▸ **TASK DESCRIPTION**
Find the word "round" in the records below. List each line containing it.

▸ **RECORDS FOR PROCESSING**

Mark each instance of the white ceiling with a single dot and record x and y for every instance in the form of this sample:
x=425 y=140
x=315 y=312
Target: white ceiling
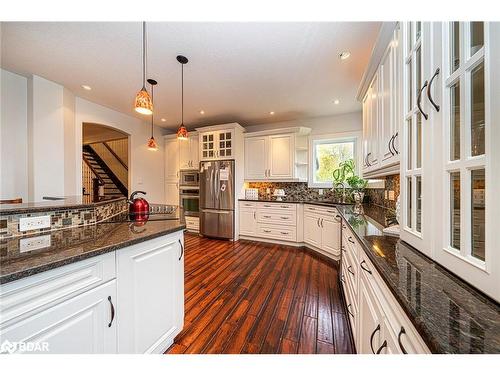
x=236 y=71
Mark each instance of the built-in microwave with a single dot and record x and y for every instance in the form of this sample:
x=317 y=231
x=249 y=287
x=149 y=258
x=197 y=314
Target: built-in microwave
x=189 y=178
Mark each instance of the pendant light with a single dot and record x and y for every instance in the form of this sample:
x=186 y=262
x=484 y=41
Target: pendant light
x=143 y=103
x=182 y=132
x=152 y=145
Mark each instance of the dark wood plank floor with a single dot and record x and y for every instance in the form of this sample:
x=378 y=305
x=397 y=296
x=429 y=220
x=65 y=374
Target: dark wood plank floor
x=252 y=297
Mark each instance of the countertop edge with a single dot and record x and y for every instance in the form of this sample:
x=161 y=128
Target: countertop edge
x=4 y=279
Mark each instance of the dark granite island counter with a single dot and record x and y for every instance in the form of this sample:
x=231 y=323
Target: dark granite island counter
x=449 y=314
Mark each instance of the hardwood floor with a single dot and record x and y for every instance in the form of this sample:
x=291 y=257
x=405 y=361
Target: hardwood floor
x=253 y=297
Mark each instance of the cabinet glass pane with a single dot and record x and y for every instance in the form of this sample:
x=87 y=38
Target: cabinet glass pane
x=408 y=202
x=419 y=140
x=410 y=144
x=455 y=121
x=455 y=210
x=478 y=213
x=455 y=46
x=477 y=110
x=418 y=195
x=418 y=69
x=476 y=36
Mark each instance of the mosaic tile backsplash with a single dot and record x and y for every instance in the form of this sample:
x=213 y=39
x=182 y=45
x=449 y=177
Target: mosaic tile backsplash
x=64 y=218
x=299 y=191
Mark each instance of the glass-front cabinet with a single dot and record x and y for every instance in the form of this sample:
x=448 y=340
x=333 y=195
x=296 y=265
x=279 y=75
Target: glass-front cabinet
x=450 y=176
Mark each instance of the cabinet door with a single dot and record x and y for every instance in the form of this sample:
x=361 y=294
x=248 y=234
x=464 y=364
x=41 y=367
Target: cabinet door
x=207 y=146
x=370 y=320
x=172 y=193
x=79 y=325
x=224 y=147
x=312 y=230
x=330 y=235
x=281 y=160
x=256 y=157
x=150 y=284
x=194 y=143
x=248 y=223
x=171 y=159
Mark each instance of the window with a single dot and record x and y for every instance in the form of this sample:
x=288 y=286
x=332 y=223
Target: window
x=326 y=153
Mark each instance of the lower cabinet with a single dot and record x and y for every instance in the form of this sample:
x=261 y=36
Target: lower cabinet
x=378 y=322
x=150 y=284
x=80 y=325
x=128 y=301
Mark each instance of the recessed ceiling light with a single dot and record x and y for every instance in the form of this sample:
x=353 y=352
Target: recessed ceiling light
x=344 y=55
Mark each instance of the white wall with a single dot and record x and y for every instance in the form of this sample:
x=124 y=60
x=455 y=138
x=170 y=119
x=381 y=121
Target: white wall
x=146 y=168
x=348 y=122
x=13 y=136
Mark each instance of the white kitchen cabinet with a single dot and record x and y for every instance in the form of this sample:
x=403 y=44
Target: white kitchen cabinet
x=248 y=220
x=83 y=324
x=312 y=229
x=171 y=158
x=150 y=288
x=188 y=152
x=256 y=156
x=277 y=155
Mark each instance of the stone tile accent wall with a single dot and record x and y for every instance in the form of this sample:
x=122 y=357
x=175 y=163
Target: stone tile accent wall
x=63 y=218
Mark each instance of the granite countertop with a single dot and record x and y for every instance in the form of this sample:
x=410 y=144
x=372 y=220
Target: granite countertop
x=53 y=203
x=75 y=244
x=450 y=315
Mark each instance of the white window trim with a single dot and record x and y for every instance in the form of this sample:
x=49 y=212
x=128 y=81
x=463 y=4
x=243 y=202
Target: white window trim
x=337 y=137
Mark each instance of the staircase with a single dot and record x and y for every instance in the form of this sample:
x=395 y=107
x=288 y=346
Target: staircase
x=112 y=185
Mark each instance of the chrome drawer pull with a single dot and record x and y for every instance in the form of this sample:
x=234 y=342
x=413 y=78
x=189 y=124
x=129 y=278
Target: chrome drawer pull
x=365 y=269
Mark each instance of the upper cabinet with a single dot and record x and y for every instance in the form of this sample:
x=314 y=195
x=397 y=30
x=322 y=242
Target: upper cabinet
x=278 y=155
x=380 y=92
x=450 y=87
x=220 y=142
x=188 y=152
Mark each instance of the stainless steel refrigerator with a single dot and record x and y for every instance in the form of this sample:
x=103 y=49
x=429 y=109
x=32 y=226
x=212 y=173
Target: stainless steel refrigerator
x=217 y=198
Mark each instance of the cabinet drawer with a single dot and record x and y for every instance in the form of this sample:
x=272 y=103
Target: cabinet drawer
x=25 y=297
x=244 y=204
x=280 y=217
x=281 y=206
x=277 y=232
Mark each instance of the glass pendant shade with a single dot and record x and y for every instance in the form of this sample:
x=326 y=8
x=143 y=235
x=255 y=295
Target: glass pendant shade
x=182 y=133
x=143 y=102
x=152 y=145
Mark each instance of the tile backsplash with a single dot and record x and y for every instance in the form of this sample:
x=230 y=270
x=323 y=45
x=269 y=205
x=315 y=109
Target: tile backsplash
x=300 y=191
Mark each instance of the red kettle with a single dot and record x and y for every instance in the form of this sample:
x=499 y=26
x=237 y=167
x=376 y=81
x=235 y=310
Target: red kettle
x=138 y=205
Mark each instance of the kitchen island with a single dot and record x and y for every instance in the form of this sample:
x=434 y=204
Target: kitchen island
x=110 y=287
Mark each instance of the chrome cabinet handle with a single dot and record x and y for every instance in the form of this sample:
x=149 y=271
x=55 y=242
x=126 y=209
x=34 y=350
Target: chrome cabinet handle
x=389 y=145
x=182 y=250
x=112 y=311
x=402 y=332
x=429 y=95
x=349 y=311
x=419 y=100
x=372 y=336
x=365 y=269
x=384 y=344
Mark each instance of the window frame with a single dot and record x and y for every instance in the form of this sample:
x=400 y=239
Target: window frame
x=333 y=138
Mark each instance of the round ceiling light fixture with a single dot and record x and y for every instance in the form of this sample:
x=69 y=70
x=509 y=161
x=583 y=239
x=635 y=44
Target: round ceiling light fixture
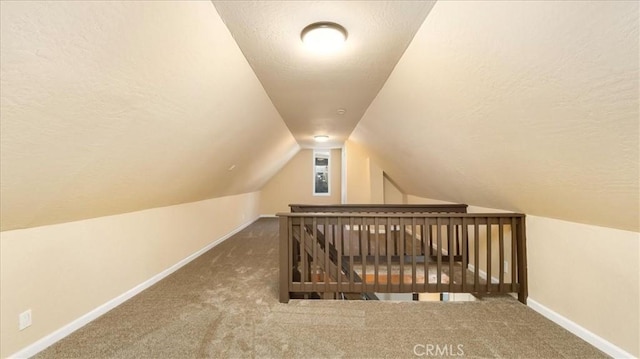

▸ **SOLUTION TO THIS PROBLEM**
Mark each instance of the round ceiling light fixture with a single dot and record x and y for every instance in the form of this sample:
Target: round ceiling light fixture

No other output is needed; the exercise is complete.